Scan the records below and copy every line that contains the string "river".

(Data for processing)

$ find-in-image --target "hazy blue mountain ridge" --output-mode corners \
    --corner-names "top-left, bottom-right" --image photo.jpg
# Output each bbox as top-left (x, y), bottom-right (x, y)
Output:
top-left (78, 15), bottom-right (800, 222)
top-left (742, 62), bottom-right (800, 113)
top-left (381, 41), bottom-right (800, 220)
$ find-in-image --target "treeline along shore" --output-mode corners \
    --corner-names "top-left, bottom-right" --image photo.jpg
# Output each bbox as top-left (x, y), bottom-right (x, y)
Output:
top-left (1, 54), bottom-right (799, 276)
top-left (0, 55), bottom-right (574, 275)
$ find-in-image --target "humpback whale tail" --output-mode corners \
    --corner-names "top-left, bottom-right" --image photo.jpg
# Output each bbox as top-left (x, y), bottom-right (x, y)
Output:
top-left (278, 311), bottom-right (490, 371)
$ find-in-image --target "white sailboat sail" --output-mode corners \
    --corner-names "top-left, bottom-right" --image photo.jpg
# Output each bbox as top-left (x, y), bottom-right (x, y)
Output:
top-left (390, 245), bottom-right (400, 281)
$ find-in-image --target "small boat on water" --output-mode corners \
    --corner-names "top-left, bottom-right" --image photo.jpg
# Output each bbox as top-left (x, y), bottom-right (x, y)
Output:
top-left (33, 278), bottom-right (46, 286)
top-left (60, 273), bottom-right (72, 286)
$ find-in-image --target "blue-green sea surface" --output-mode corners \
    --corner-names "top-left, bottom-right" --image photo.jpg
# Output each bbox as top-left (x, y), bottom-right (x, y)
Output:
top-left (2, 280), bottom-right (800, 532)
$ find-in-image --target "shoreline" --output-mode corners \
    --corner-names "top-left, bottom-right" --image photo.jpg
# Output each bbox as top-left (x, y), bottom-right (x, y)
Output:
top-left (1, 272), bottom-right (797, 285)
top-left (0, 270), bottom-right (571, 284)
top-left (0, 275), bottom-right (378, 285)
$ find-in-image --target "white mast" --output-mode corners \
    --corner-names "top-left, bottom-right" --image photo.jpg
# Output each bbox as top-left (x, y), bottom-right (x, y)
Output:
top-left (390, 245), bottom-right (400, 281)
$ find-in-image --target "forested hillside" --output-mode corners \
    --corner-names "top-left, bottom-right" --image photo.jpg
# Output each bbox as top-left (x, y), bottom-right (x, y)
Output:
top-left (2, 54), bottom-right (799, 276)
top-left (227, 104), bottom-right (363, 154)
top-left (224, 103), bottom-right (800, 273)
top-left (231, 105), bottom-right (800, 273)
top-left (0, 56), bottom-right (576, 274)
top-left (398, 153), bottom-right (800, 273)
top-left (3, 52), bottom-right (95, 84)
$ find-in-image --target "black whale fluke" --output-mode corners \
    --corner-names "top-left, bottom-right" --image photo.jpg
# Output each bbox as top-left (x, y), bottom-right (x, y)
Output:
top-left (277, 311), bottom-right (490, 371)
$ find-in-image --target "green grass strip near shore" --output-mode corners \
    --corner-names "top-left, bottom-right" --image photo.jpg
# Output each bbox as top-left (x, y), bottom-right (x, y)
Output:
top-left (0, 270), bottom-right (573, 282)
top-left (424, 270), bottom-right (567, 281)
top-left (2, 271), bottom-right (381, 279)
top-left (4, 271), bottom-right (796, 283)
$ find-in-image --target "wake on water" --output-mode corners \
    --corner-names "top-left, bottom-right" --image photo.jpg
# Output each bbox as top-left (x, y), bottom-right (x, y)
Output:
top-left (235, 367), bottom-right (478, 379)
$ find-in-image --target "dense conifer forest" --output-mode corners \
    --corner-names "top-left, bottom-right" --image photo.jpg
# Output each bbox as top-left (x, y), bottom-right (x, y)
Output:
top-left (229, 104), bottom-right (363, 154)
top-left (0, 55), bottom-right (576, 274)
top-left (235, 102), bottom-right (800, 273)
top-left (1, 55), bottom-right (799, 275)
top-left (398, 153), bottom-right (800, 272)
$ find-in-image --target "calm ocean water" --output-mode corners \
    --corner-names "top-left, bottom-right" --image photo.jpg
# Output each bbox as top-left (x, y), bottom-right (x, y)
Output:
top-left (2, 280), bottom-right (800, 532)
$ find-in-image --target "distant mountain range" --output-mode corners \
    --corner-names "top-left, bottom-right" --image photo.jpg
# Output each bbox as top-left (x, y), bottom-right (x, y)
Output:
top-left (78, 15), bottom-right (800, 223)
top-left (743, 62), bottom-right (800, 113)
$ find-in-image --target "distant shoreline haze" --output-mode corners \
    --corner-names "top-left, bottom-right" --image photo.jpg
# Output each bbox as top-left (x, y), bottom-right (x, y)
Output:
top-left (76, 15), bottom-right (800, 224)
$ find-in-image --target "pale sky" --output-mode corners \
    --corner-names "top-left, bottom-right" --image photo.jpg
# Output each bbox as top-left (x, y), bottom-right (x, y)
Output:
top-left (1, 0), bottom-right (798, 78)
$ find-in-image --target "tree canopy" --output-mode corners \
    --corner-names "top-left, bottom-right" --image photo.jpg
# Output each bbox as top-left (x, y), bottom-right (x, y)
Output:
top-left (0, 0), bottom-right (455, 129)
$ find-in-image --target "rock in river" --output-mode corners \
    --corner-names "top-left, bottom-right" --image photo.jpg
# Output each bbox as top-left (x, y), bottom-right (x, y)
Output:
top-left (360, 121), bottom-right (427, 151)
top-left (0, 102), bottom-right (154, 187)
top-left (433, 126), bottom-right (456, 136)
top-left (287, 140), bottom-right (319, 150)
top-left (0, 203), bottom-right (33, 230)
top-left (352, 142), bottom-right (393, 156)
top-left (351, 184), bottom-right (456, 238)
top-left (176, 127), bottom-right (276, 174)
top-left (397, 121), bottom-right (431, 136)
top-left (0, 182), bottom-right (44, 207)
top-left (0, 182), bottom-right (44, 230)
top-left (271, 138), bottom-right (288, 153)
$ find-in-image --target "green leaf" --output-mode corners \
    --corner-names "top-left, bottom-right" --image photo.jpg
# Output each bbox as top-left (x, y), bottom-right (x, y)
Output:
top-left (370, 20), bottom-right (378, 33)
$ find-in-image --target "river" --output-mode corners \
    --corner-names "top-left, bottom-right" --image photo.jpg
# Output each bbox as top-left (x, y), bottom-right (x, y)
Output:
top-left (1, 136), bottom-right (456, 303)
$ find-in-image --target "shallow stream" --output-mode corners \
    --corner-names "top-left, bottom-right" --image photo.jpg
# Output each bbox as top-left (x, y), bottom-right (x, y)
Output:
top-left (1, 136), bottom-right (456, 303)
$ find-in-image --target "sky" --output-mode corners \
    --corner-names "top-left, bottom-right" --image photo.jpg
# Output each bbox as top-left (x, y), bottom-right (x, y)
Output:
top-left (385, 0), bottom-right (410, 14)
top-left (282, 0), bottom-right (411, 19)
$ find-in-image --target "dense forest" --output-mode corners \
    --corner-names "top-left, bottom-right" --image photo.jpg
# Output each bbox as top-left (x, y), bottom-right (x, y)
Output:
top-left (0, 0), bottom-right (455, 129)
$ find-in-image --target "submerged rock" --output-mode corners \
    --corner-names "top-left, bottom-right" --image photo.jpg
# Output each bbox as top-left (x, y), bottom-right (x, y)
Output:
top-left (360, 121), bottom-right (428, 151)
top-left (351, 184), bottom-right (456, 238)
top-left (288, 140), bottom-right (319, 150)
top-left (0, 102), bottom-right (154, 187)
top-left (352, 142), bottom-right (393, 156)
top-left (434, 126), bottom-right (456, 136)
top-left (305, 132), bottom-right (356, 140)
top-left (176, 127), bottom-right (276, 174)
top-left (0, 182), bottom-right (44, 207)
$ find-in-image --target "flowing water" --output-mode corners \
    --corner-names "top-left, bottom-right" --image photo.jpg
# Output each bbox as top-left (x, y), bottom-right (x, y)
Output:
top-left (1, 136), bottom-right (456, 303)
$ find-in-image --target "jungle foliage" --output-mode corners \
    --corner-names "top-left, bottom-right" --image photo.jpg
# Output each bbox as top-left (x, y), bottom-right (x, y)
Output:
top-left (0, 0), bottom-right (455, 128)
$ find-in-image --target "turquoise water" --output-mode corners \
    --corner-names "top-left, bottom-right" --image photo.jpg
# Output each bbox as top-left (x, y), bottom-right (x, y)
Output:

(End Data for processing)

■ **Worked solution**
$ find-in-image --target "rock in river" --output-mode corners \
$ find-in-image --target "river" --output-mode corners \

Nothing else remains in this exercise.